_Direction_
Update the data beginning at the line that contains "Each instance of the eyeglasses" and ending after the line that contains "231L313 223L308 211L308" by replacing "eyeglasses" with "spectacles", leaving everything else unchanged, and reproduce only those lines.

_Data in this exercise_
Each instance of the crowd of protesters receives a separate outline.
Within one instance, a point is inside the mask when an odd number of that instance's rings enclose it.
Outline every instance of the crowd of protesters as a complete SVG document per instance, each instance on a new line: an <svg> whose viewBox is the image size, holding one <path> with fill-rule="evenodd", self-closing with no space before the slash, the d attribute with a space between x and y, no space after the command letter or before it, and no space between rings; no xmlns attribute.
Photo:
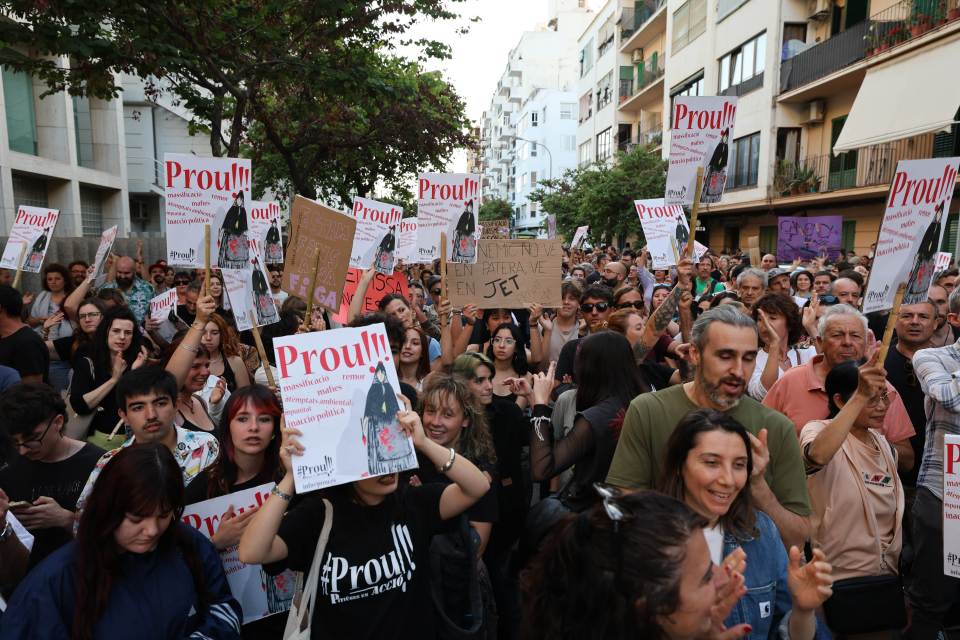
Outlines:
<svg viewBox="0 0 960 640"><path fill-rule="evenodd" d="M304 495L271 345L340 325L305 317L283 265L263 352L216 270L112 256L100 286L83 262L0 284L0 640L301 637L242 624L230 549L319 573L314 638L949 637L957 270L880 362L869 255L648 259L565 249L555 309L454 308L432 264L364 313L367 270L347 325L385 325L382 419L418 467ZM182 521L265 483L210 539Z"/></svg>

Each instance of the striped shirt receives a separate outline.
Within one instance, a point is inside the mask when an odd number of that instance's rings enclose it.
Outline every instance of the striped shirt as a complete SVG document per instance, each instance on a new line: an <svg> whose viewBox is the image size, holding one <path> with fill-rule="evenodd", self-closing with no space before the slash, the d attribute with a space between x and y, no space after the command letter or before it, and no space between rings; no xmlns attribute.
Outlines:
<svg viewBox="0 0 960 640"><path fill-rule="evenodd" d="M927 431L917 486L943 500L943 436L960 434L960 340L917 351L913 370L927 396Z"/></svg>

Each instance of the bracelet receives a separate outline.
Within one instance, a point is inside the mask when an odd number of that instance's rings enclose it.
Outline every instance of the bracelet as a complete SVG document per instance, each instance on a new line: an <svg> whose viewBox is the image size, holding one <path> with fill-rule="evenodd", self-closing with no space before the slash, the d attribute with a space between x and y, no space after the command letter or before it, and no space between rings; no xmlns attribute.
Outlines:
<svg viewBox="0 0 960 640"><path fill-rule="evenodd" d="M277 496L284 502L290 502L291 500L293 500L293 494L284 493L283 491L280 491L279 485L273 485L273 489L270 489L270 495Z"/></svg>
<svg viewBox="0 0 960 640"><path fill-rule="evenodd" d="M453 467L453 462L456 459L457 459L457 450L454 449L453 447L450 447L450 459L447 460L445 463L443 463L443 466L438 467L437 471L439 471L440 473L446 473L447 471L450 471L450 469Z"/></svg>

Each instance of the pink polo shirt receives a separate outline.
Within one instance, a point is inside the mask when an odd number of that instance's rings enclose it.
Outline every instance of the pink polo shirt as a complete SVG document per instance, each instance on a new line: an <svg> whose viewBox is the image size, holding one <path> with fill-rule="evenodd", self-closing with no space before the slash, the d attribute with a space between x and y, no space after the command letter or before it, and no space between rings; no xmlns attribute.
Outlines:
<svg viewBox="0 0 960 640"><path fill-rule="evenodd" d="M814 366L823 362L819 355L799 367L791 367L773 383L763 399L764 406L775 409L784 414L797 429L797 436L804 425L813 420L823 420L830 413L827 409L827 391L823 388L823 380L817 375ZM890 398L890 407L883 420L883 428L879 431L888 442L902 442L913 437L916 432L903 406L900 394L887 382L887 397Z"/></svg>

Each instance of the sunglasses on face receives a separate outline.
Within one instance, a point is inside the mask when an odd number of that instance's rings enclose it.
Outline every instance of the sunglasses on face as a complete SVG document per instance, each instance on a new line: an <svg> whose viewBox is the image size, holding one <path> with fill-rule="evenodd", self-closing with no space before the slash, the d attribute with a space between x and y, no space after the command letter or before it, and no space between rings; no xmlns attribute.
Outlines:
<svg viewBox="0 0 960 640"><path fill-rule="evenodd" d="M580 311L584 313L593 313L594 308L596 308L600 313L603 313L610 308L610 305L606 302L597 302L596 304L592 302L584 302L580 305Z"/></svg>

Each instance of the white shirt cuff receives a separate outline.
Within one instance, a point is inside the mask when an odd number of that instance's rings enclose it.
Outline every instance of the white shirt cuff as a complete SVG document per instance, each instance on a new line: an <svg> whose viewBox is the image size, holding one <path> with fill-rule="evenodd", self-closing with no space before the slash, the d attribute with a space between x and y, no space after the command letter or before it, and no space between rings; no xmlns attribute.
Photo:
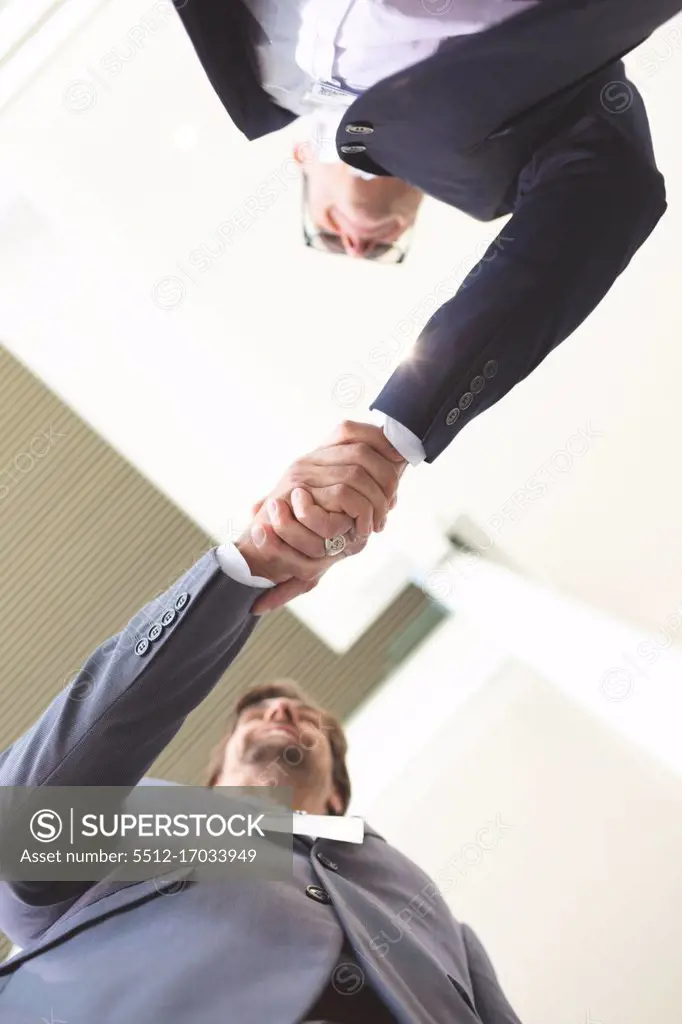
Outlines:
<svg viewBox="0 0 682 1024"><path fill-rule="evenodd" d="M381 421L384 425L384 435L391 442L398 455L407 459L411 466L419 466L420 462L426 459L424 445L412 430L408 430L397 420L392 420L390 416L380 413Z"/></svg>
<svg viewBox="0 0 682 1024"><path fill-rule="evenodd" d="M262 590L274 587L271 580L251 574L249 563L233 544L221 544L216 549L215 556L222 571L235 583L243 583L246 587L258 587Z"/></svg>

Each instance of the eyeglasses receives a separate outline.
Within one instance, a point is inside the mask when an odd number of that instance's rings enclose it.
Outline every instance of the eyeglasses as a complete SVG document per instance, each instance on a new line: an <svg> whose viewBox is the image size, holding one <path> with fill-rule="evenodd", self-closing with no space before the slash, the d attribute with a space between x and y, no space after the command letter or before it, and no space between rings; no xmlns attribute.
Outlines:
<svg viewBox="0 0 682 1024"><path fill-rule="evenodd" d="M325 231L313 223L308 211L308 182L303 175L303 190L301 204L301 224L303 228L303 241L310 249L317 252L332 253L334 256L344 256L346 250L339 234L333 231ZM373 263L402 263L410 251L413 228L409 227L402 232L397 242L375 242L374 245L363 253L363 258L372 260Z"/></svg>

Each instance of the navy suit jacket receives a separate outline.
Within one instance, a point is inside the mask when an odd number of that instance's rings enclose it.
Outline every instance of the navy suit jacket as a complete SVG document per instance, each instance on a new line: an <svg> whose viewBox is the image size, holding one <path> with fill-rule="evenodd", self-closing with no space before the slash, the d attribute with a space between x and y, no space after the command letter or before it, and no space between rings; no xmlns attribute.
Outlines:
<svg viewBox="0 0 682 1024"><path fill-rule="evenodd" d="M175 4L248 138L294 120L261 87L260 30L241 0ZM373 402L421 438L428 462L583 323L663 215L646 112L621 57L681 7L540 0L443 42L344 116L337 150L346 163L480 220L512 214ZM370 353L379 370L388 357L385 346Z"/></svg>

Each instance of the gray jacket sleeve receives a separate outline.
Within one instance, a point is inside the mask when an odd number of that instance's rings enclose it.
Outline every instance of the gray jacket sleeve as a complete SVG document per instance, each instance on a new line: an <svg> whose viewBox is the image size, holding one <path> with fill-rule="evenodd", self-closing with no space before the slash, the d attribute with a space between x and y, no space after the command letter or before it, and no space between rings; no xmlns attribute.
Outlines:
<svg viewBox="0 0 682 1024"><path fill-rule="evenodd" d="M491 957L469 925L462 925L476 1013L483 1024L521 1024L502 990Z"/></svg>
<svg viewBox="0 0 682 1024"><path fill-rule="evenodd" d="M247 642L257 597L209 551L105 640L0 754L0 785L136 785ZM88 884L0 884L0 928L12 934L5 919L17 899L62 910L79 887Z"/></svg>

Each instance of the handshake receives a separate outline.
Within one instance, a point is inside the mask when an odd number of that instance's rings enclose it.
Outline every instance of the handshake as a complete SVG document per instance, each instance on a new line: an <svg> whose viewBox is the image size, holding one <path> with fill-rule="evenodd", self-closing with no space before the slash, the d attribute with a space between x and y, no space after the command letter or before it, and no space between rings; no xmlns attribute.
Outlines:
<svg viewBox="0 0 682 1024"><path fill-rule="evenodd" d="M253 606L260 615L316 587L341 558L357 554L386 525L408 463L380 427L346 421L327 444L298 459L252 509L237 542L251 573L271 581ZM326 541L343 537L339 554Z"/></svg>

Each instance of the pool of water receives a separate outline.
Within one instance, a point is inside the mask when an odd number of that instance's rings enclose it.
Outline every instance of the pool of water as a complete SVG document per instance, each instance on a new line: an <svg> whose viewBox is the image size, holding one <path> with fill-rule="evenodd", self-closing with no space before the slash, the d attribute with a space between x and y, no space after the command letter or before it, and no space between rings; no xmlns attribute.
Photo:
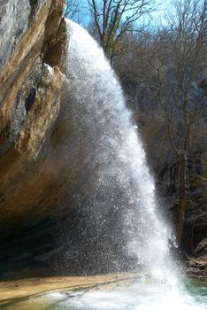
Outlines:
<svg viewBox="0 0 207 310"><path fill-rule="evenodd" d="M38 298L12 301L4 310L205 310L207 283L189 281L186 289L134 283L111 291L50 292Z"/></svg>

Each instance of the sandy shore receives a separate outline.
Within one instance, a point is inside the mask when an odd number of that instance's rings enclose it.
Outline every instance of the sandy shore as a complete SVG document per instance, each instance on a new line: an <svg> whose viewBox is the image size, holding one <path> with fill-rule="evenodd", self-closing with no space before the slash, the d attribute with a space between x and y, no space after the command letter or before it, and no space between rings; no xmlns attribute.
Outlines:
<svg viewBox="0 0 207 310"><path fill-rule="evenodd" d="M80 290L109 289L121 284L129 284L137 275L111 274L94 276L68 276L31 278L26 280L0 282L0 306L35 297L49 291L73 291Z"/></svg>

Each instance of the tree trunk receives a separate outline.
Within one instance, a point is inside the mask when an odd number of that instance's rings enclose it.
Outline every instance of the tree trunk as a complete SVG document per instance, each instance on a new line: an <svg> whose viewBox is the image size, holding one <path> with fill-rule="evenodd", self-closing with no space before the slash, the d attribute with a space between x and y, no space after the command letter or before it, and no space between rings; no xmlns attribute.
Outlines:
<svg viewBox="0 0 207 310"><path fill-rule="evenodd" d="M177 226L177 243L180 246L183 227L185 221L185 213L187 207L187 180L186 180L186 165L187 160L185 157L181 159L180 166L180 194L179 194L179 205L178 205L178 226Z"/></svg>

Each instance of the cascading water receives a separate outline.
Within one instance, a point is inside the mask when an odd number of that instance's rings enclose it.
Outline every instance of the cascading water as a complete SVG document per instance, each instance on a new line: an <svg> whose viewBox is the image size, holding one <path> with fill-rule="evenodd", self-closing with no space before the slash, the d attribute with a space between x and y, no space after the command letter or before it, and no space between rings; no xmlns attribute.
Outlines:
<svg viewBox="0 0 207 310"><path fill-rule="evenodd" d="M133 256L133 262L138 261L151 277L143 277L129 286L111 291L49 293L28 301L19 300L14 303L14 307L36 309L37 306L38 309L50 310L207 309L203 286L199 287L200 283L191 286L190 296L179 283L169 254L170 231L157 215L154 181L119 81L90 35L75 23L66 23L66 65L71 95L70 112L65 111L66 122L64 124L67 123L68 115L72 115L70 121L73 122L72 128L75 128L73 136L75 135L80 154L84 153L83 167L87 178L83 175L82 182L87 183L86 193L89 192L89 198L86 195L86 200L91 207L83 225L88 229L84 242L89 238L89 244L96 246L97 252L101 250L97 254L102 256L107 256L108 252L114 248L119 253L126 252L128 258ZM66 153L69 151L73 151L65 150ZM77 190L76 199L80 199L84 189L85 185L80 188L80 194ZM85 208L88 208L87 205ZM117 225L119 217L121 221ZM123 243L120 240L117 243L119 236ZM100 237L104 248L99 244ZM73 252L72 245L70 244L70 252ZM121 246L120 252L118 245ZM81 247L79 247L80 251ZM90 248L88 253L91 260L92 250ZM94 265L96 263L93 261ZM110 263L113 264L113 260ZM8 306L5 309L14 307L12 304L12 307Z"/></svg>
<svg viewBox="0 0 207 310"><path fill-rule="evenodd" d="M170 231L158 218L154 180L120 84L93 38L72 21L67 21L67 31L71 97L80 114L76 112L74 121L80 118L89 136L88 160L96 174L90 203L98 225L107 210L121 210L126 251L157 280L176 283L169 254Z"/></svg>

_Task output_
Each instance of the spectacles receives a separate outline.
Within one instance, a point is inside the mask when an odd number of that instance's rings enclose it.
Outline every instance of the spectacles as a complete SVG document per instance, each instance on a new line: an <svg> whose viewBox is the image size, holding one <path> with fill-rule="evenodd", self-closing with no space before the slash, the d attribute with a space between x and y, no space after the command letter or before it, and no space between rings; no xmlns attribute.
Outlines:
<svg viewBox="0 0 682 1024"><path fill-rule="evenodd" d="M325 231L313 223L308 211L308 182L303 175L303 190L301 204L301 224L303 228L303 241L310 249L317 252L332 253L334 256L344 256L346 250L339 234L333 231ZM373 263L402 263L410 251L413 228L409 227L402 232L397 242L375 242L374 245L363 253L363 258L372 260Z"/></svg>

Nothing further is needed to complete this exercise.